- _TAREAS REQUERIDAS_:
(A) Cita del texto sobre la negación del testimonio el fragmento que va de "Sin embargo, la" a "queda así expuesta.", ambos incluidos.
(B) Responde con base en el texto sobre la negación del testimonio:
(i) ¿Quién resumió la burlona advertencia de los verdugos?
(ii) ¿En qué libro denunció Jean-François Lyotard esa lógica y en qué año se publicó?
(iii) ¿En qué residiría la fiabilidad del testigo, según el texto?
(C) Prosigue el texto sobre la negación del testimonio a partir de su última oración.

- _PASAJE DADO_:
──────────────────────────────
La aniquilación previa del testimonio, que debería neutralizar cualquier acusación y privar a la víctima de la palabra, incluso antes de los argumentos, es, sin duda, uno de los capítulos más repugnantes y odiosos de la negación. Los afectados son precisamente los sobrevivientes que resistieron para contarlo y cuya vida posterior se dedicará a contarlo para resistir. Pero ¿se les creerá? Los repetidos golpes de quienes niegan recaen sobre los sobrevivientes de los campos, a los que todavía los persigue la burlona advertencia de los verdugos, que Primo Levi resumió así: “Ninguno de vosotros quedará para contarlo, pero incluso si alguno lograra escapar, el mundo no le creerá”. Aquí tampoco hay que pasar por alto la continuidad de las dos empresas: aniquilar y negar.

Sin embargo, la credibilidad del testigo se ve socavada no tanto por la monstruosidad narrada, sino por la propia lógica del crimen. Fue Jean-François Lyotard quien lo denunció en su libro Le Différend, publicado en 1983. Algunos de los pasajes están tomados de conocidos negacionistas, cuya estructura queda así expuesta.

En algún lugar habría habido campos de exterminio de los que nadie había oído hablar, campos en los que se habría llevado a cabo el crimen contra la humanidad, el gaseado. Pero ¿cómo estar seguros? Las pruebas son escasas: en muchos campos no hay ni siquiera la sombra de una cámara de gas y en otros no hay más que escombros, además, a menudo, manipulados. Si no hay una escena del crimen, es dudoso que el propio crimen haya tenido lugar.

A menos que haya alguien que testifique. Aquí es donde se abre la lógica perversa: o bien el testigo ha pasado por la cámara de gas, ha experimentado el dispositivo de muerte en su propio cuerpo, en cuyo caso no debería poder hablar porque ya estaría muerto; o bien, si el testigo habla, si aún está vivo, no es creíble y aquello de lo que habla no es de una cámara de gas. La fiabilidad del testigo residiría en su propia muerte, pero un testigo muerto no puede declarar.
──────────────────────────────
Entradas de datos almacenados:
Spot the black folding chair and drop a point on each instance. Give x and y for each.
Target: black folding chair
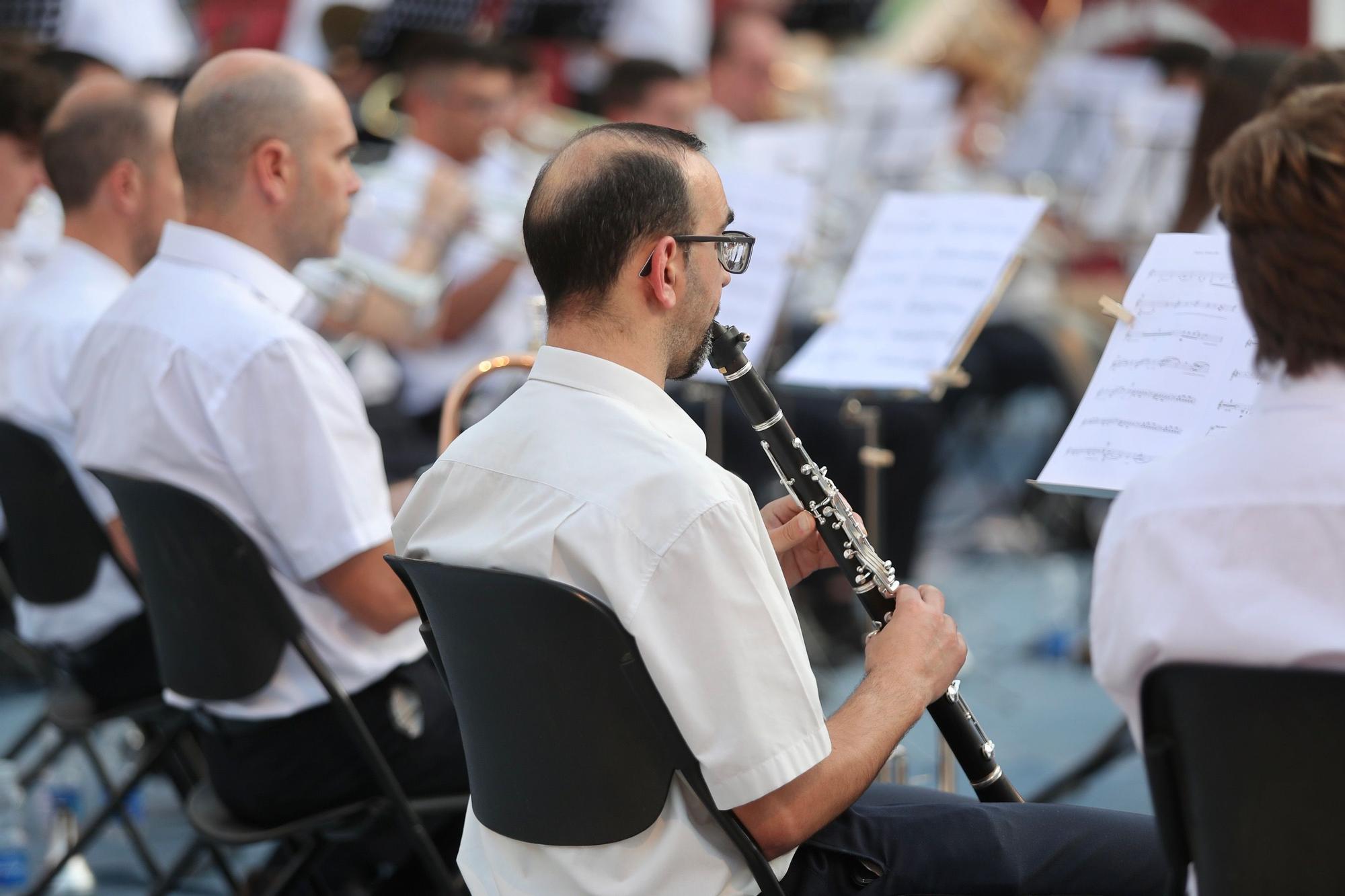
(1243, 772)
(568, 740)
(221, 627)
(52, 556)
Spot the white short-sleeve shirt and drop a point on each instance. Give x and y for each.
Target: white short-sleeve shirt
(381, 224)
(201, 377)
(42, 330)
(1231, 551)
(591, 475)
──────────────────────────────
- _RESPUESTAS POR TAREA_:
(A)
Sin embargo, la credibilidad del testigo se ve socavada no tanto por la monstruosidad narrada, sino por la propia lógica del crimen. Fue Jean-François Lyotard quien lo denunció en su libro Le Différend, publicado en 1983. Algunos de los pasajes están tomados de conocidos negacionistas, cuya estructura queda así expuesta.

(B)
(i) Primo Levi.
(ii) En Le Différend, publicado en 1983.
(iii) En su propia muerte.

(C)
En otras palabras, el negacionista solo acepta como prueba de la cámara de gas la víctima reducida a cenizas, cuyo testimonio es obviamente imposible. Si, por el contrario, un sobreviviente hablara de ello, se trataría ni más ni menos que de un falso testimonio. Con la artera alternativa entre, por un lado, el testigo integral, es decir, la persona gaseada e incinerada, y, por otro lado, el falso testigo, es decir, el sobreviviente, los negacionistas parecen conseguir dos objetivos a la vez: hacer que la cámara de gas no se pueda probar y socavar la fiabilidad de los testigos. Las víctimas que no han sido reducidas a la nada, los pocos e imprevistos sobrevivientes, son condenados a no ser creídos. Estas pseudomotivaciones se repiten a lo largo de los años y las décadas.

El negacionista pide a los aniquilados que den cuenta de su propia aniquilación. Y le dice al sobreviviente: la aniquilación no tuvo lugar, de lo contrario tendrías que haber sido aniquilado. Romper esta lógica perversa del crimen se convierte en una
necesidad absoluta. Mientras surge la extraordinaria importancia de los recuerdos individuales para la reconstrucción del exterminio, el valor del testimonio, tomado en su complejidad, se convierte en objeto de una amplia reflexión que, más allá del orden jurídico, implica a historiadores, filósofos, escritores y poetas. A este respecto, es imposible no mencionar a Paul Celan, quien, en un famoso verso del poema “Aschenglorie”, resume el significado del testigo: Niemand zeugt für den Zeugen, “nadie testifica por el testigo”. Su palabra es insustituible; su responsabilidad, irrevocable.

El sobreviviente no es un sobretestigo, llamado en cuanto que tercero por encima de las partes para probar los hechos, sino que es el que ha sobre-vivido, dejado atrás, cuya obligación es hablar en nombre de los terceros que ya no están. Su voz se hace eco de los gritos de los hundidos, de los jadeos de los moribundos, del silencio de los aniquilados. En su testimonio sobreviven más allá de las cenizas, en sus palabras existen para nuestra memoria. Ser testigo es traducir, llevar más allá y, en cierto sentido, también generar. El sobreviviente lleva consigo al aniquilado, reenvía a su ausencia, lo llama a la vida. Precisamente porque va más allá del abismo de la nada, su palabra es tan temida por el que niega.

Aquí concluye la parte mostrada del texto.